## Assignment:
Bring together every line in the data that includes "slope".

## Record set:
--- START ---

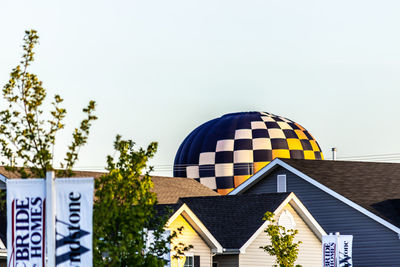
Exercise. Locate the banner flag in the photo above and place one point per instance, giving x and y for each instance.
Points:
(330, 251)
(26, 208)
(345, 250)
(74, 217)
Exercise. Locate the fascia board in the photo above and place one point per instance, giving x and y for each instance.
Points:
(257, 176)
(246, 185)
(264, 225)
(198, 226)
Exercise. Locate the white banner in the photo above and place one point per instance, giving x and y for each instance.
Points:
(74, 216)
(26, 222)
(337, 250)
(330, 251)
(345, 250)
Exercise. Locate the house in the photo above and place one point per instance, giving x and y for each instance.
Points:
(168, 191)
(355, 198)
(227, 231)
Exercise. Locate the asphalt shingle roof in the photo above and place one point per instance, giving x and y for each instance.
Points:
(232, 220)
(168, 189)
(373, 185)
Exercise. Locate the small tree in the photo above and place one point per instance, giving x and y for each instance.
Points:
(283, 246)
(27, 133)
(125, 215)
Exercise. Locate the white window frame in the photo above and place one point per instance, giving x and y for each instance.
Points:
(281, 183)
(189, 255)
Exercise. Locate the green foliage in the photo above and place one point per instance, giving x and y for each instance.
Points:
(27, 132)
(124, 211)
(282, 245)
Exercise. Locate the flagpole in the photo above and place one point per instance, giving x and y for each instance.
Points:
(50, 219)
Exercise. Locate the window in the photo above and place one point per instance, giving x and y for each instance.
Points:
(281, 183)
(189, 262)
(286, 220)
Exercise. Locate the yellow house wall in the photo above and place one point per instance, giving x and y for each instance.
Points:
(310, 251)
(190, 237)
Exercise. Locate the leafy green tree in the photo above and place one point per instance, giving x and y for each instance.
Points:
(282, 246)
(27, 132)
(125, 214)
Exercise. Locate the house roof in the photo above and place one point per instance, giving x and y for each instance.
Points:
(373, 185)
(168, 189)
(232, 220)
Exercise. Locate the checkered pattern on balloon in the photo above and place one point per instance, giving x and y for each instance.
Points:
(225, 152)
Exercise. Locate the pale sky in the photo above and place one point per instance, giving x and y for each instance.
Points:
(158, 69)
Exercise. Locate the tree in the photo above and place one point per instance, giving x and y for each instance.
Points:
(27, 132)
(283, 246)
(125, 214)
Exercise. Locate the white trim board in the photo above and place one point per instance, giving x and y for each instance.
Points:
(300, 209)
(277, 162)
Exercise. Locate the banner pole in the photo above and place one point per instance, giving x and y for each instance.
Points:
(50, 219)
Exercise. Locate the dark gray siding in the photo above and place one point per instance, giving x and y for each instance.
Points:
(227, 260)
(373, 245)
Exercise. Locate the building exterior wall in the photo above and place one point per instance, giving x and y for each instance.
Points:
(373, 244)
(310, 252)
(190, 237)
(227, 260)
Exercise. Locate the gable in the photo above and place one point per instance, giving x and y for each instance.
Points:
(189, 237)
(375, 244)
(277, 163)
(310, 253)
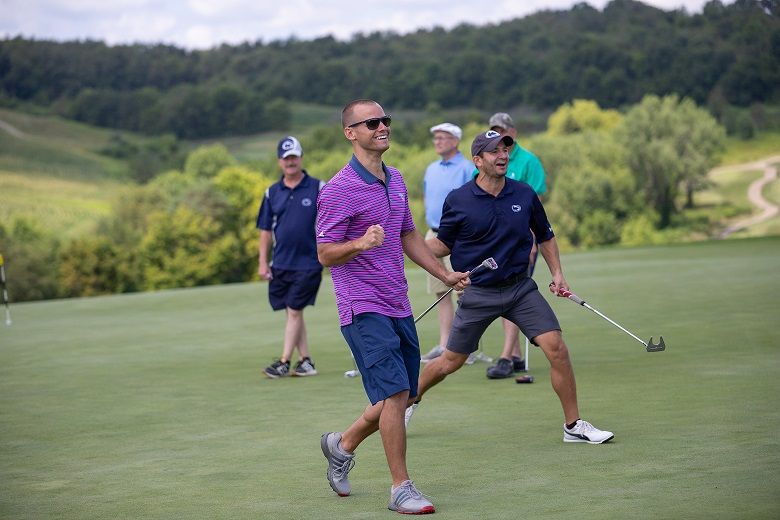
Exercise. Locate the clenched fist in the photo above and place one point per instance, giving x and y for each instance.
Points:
(374, 237)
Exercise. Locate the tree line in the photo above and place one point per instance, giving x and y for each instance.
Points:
(729, 55)
(612, 178)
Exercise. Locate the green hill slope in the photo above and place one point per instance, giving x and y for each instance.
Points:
(51, 171)
(153, 406)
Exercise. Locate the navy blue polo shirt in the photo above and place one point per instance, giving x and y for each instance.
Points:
(476, 225)
(290, 215)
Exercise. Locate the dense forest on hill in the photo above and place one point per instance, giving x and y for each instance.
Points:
(729, 55)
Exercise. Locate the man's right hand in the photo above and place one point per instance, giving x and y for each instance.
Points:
(264, 272)
(458, 280)
(374, 237)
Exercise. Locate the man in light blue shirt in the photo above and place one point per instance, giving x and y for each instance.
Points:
(452, 171)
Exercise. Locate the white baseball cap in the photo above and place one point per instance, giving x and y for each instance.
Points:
(451, 129)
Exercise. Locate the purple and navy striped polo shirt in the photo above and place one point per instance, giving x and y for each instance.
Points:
(348, 204)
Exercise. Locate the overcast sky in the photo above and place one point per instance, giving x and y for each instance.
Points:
(202, 24)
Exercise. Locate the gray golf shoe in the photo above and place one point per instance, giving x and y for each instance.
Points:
(339, 463)
(408, 500)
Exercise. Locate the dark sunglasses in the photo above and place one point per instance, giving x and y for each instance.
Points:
(373, 123)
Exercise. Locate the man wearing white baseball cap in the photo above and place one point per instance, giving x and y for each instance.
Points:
(452, 171)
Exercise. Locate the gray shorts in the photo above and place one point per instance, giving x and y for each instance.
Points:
(520, 303)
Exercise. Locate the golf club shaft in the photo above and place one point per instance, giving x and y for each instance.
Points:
(426, 311)
(5, 292)
(615, 324)
(576, 299)
(434, 304)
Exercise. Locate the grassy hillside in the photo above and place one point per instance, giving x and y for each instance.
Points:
(152, 405)
(51, 171)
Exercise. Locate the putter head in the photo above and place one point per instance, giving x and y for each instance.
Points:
(656, 347)
(490, 263)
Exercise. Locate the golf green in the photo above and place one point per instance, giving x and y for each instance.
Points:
(154, 405)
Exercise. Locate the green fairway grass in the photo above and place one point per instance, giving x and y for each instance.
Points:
(153, 405)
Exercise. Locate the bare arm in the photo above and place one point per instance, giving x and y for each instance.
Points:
(417, 249)
(264, 249)
(549, 250)
(338, 253)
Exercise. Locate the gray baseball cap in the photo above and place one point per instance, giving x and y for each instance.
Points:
(501, 120)
(488, 141)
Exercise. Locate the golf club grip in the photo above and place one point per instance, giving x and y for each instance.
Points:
(570, 295)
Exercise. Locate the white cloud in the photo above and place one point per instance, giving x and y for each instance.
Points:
(208, 23)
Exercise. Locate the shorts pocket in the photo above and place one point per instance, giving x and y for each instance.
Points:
(375, 356)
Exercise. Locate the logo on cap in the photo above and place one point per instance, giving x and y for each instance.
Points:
(289, 146)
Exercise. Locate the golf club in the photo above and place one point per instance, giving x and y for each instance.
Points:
(487, 262)
(5, 292)
(649, 345)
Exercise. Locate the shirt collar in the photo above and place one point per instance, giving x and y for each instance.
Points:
(479, 192)
(367, 176)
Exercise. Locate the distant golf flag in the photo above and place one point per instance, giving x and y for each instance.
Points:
(5, 291)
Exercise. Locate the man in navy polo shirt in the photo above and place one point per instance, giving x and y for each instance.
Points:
(493, 216)
(286, 223)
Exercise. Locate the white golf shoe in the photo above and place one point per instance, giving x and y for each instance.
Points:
(408, 413)
(583, 431)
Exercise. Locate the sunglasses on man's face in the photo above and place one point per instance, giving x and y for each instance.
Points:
(373, 123)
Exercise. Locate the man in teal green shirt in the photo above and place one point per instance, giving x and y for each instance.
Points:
(525, 167)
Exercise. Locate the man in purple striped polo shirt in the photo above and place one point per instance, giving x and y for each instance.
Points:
(364, 227)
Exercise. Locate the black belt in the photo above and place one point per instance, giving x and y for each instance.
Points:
(508, 282)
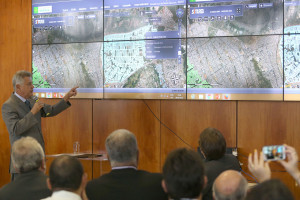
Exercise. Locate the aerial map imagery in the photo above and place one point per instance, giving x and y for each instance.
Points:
(67, 21)
(229, 18)
(67, 65)
(235, 62)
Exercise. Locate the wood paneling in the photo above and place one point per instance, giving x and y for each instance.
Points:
(73, 124)
(15, 54)
(138, 116)
(185, 120)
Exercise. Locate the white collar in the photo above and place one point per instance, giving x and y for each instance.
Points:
(22, 99)
(63, 194)
(124, 167)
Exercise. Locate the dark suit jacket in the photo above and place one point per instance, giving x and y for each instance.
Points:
(21, 122)
(126, 184)
(213, 168)
(27, 186)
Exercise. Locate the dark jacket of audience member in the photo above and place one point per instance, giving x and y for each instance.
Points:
(125, 181)
(31, 184)
(213, 147)
(183, 175)
(272, 189)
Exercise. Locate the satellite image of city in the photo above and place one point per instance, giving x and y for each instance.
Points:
(67, 65)
(292, 59)
(235, 62)
(68, 27)
(159, 21)
(128, 65)
(157, 63)
(235, 18)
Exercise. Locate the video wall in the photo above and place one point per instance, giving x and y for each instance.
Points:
(167, 49)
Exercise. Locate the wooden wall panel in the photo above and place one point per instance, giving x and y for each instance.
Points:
(139, 117)
(188, 118)
(15, 54)
(73, 124)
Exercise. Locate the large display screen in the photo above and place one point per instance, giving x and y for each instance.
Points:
(167, 49)
(235, 68)
(57, 67)
(148, 69)
(235, 17)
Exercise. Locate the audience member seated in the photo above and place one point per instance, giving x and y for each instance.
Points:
(270, 190)
(261, 170)
(183, 175)
(28, 158)
(125, 181)
(66, 179)
(258, 167)
(230, 185)
(212, 145)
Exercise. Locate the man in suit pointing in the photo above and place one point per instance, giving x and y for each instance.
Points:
(22, 113)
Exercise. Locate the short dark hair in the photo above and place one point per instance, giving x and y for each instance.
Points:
(183, 173)
(212, 143)
(27, 154)
(272, 189)
(66, 173)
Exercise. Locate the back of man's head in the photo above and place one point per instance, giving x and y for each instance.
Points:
(230, 185)
(66, 173)
(183, 174)
(27, 155)
(121, 147)
(272, 189)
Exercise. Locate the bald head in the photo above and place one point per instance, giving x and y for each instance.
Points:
(230, 185)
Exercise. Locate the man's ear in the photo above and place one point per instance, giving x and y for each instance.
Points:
(49, 184)
(84, 180)
(164, 186)
(43, 166)
(205, 181)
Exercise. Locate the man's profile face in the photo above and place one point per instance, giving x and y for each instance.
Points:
(26, 88)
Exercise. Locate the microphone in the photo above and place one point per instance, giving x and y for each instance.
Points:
(36, 99)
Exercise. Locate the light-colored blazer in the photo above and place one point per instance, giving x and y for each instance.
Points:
(21, 122)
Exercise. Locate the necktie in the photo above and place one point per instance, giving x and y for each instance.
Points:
(28, 104)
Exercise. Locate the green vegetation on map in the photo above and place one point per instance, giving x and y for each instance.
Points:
(194, 80)
(263, 81)
(133, 79)
(38, 80)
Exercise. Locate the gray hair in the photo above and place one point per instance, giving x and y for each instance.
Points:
(121, 147)
(27, 154)
(19, 76)
(238, 194)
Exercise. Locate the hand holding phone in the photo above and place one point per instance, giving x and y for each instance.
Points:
(274, 152)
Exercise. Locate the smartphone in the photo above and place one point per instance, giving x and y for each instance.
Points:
(274, 152)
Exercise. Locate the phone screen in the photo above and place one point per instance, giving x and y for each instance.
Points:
(274, 152)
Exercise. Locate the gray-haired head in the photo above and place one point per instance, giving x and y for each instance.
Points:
(122, 149)
(27, 154)
(19, 76)
(230, 185)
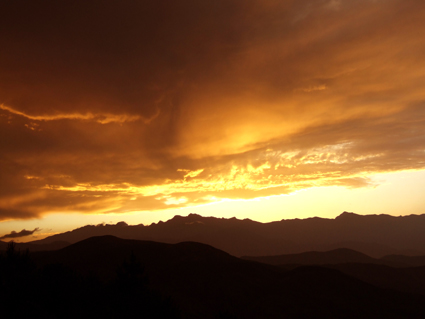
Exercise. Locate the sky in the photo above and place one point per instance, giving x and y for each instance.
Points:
(140, 110)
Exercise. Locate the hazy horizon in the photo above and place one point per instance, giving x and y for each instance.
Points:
(137, 111)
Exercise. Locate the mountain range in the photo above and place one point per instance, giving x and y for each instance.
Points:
(373, 235)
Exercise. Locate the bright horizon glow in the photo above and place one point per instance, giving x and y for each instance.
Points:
(324, 202)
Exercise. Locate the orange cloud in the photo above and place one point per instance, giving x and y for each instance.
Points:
(169, 104)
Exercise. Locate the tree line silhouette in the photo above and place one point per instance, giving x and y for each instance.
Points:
(55, 291)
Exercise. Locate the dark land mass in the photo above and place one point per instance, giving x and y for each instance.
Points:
(403, 273)
(110, 277)
(337, 256)
(373, 235)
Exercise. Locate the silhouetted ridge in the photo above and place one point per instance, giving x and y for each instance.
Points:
(373, 235)
(205, 282)
(342, 255)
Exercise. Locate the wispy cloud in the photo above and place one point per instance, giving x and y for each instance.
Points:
(22, 233)
(242, 99)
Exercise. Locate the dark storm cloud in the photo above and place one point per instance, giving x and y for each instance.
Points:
(113, 106)
(22, 233)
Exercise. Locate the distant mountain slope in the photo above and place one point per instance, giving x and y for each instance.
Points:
(337, 256)
(374, 235)
(208, 283)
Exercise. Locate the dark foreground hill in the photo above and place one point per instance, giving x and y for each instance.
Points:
(110, 277)
(374, 235)
(337, 256)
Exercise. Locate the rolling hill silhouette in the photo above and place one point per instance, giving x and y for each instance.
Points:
(373, 235)
(205, 282)
(337, 256)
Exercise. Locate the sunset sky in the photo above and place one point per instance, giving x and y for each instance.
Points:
(138, 111)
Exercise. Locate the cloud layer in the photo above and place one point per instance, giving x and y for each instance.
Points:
(142, 105)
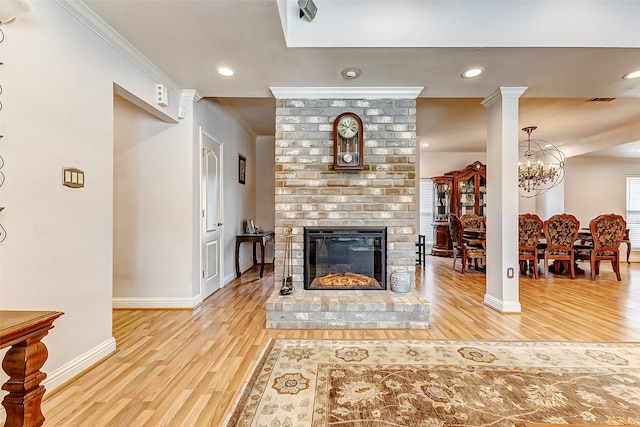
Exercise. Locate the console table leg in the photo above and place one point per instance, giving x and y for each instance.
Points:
(237, 256)
(22, 363)
(262, 255)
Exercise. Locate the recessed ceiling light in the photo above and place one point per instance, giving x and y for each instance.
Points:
(472, 72)
(226, 71)
(632, 75)
(351, 73)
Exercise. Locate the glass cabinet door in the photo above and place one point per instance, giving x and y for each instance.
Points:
(467, 196)
(441, 201)
(483, 197)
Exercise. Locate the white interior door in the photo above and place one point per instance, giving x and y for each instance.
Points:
(211, 186)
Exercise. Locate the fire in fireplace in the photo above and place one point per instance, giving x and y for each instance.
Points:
(345, 258)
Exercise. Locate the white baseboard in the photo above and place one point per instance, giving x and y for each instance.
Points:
(77, 366)
(157, 302)
(502, 306)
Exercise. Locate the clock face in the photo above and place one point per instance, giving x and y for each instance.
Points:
(348, 127)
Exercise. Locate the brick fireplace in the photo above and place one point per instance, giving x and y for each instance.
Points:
(309, 193)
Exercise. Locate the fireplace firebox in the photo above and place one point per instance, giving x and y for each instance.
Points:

--- END ---

## Solution:
Exercise. Locate the green hill slope in the photo above and place one point per instance, giving x and y for each instance.
Exercise. Locate the distant mountain slope in the photo above and place one point per instance, giving x and y for each instance.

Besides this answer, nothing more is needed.